▸ Zitierter Text
___

Die Anforderungen an eine rollstuhlgerechte Wohnung sind klar definiert, doch rollstuhlgerechte / barrierefreie Wohnungen sind in Deutschland heutzutage leider immer noch Mangelware. Die Umsetzung rollstuhlgerechter / barrierefreier Wohnmöglichkeiten finden sich zum Großteil in speziell dafür geschaffenen Einrichtungen wie Alters- und Pflegeheimen, Rehazentren, Krankenhäusern, Wohngruppen oder Sonderschulen mit Internatsunterbringung. Zudem sind die Kosten einer solchen Wohnperspektive für sozial schwächer gestellte Menschen kaum zu stemmen, was die unabhängige und freie Entfaltung und Entscheidung körperlich behinderten Menschen enorm einschränkt.
Wichtig ist aber auch zu beleuchten, dass es Fördermöglichkeiten und Staatszuschüsse gibt, die eine solche Bauunternehmung unterstützen.
In diesem Artikel erfahren Sie, worauf beim (Um-)Bau rollstuhlgerechter und barrierefreier Wohnungen geachtet werden muss, wie Sie die Förderung für den (Um-)Bau beantragen können und wer für die Fördermöglichkeit in Frage kommt.

___

▸ Datenteil

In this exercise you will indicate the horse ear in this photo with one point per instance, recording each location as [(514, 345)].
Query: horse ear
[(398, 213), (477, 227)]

___

▸ Aufgabe
Schreiben Sie bitte aus dem Text über rollstuhlgerechte Wohnungen alles von „Wichtig ist aber“ bis hinunter zu „in Frage kommt.“ einschließlich wortgetreu ab.

▸ Antwort
Wichtig ist aber auch zu beleuchten, dass es Fördermöglichkeiten und Staatszuschüsse gibt, die eine solche Bauunternehmung unterstützen.
In diesem Artikel erfahren Sie, worauf beim (Um-)Bau rollstuhlgerechter und barrierefreier Wohnungen geachtet werden muss, wie Sie die Förderung für den (Um-)Bau beantragen können und wer für die Fördermöglichkeit in Frage kommt.